**提示文:**
---
閣議決定のあと、経団連の榊原定征会長らとも意見交換した (C)時事
閣議決定のあと、経団連の榊原定征会長らとも意見交換した (C)時事

 安倍晋三内閣は6月24日、「日本再興戦略改訂2014」を閣議決定した。同時に財政運営の基本方針である「骨太の方針2014」と、「規制改革実施計画」も閣議決定し、安倍内閣が今後進める政策パッケージが出そろった。再興戦略改訂は昨年6月にまとめた成長戦略「日本再興戦略」の見直し版という位置づけだが、昨年は切り込めなかった労働市場や農業、医療といった分野のいわゆる「岩盤規制」に挑んでおり、新聞各紙は「新しい成長戦略」と位置付けている。こうした岩盤規制への切り込みに目が行きがちだが、もっとも重要な点は、企業に対する政策の軸足を180度転換したことにある。

 

「国」より「企業」の変革を

 今回の成長戦略は、これまでと立脚点が大きく変わった。真っ先に掲げたのが、「日本の『稼ぐ力』を取り戻す」というキャッチフレーズだが、その冒頭には、「企業が変わる」というタイトルが躍る。2番目の「国を変える」よりも先に、企業の変化を求めているのだ。

これまでの国の政策では、国が何をするかに力点が置かれてきた。力点というよりも、すべては国が何をするかが国の政策だったと言ってよい。何はともあれ 民間をどうやって支えていくか、という視点で政策が作られていた。経団連など経済界からの要望を受けて、何らかの 便益を与えるというのが中心だったのだ。
---
**元データ:**

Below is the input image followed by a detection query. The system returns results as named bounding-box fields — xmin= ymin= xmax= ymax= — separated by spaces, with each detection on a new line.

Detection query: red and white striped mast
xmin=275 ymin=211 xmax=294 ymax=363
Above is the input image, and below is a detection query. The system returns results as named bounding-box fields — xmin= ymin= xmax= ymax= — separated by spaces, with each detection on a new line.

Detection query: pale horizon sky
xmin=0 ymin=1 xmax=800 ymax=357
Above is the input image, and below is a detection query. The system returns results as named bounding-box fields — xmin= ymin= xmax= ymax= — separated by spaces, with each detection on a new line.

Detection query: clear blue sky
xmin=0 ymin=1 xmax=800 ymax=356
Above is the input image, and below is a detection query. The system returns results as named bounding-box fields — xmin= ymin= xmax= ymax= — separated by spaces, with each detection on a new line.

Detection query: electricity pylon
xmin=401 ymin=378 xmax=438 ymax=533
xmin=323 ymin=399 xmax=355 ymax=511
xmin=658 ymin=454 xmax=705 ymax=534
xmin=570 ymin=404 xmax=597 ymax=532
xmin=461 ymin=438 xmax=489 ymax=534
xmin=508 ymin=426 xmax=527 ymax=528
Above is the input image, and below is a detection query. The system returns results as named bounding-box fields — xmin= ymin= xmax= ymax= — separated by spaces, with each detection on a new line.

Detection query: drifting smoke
---
**設問:** 提示文によると、今回の成長戦略が真っ先に掲げたキャッチフレーズは何か。

**解答例:** 「日本の『稼ぐ力』を取り戻す」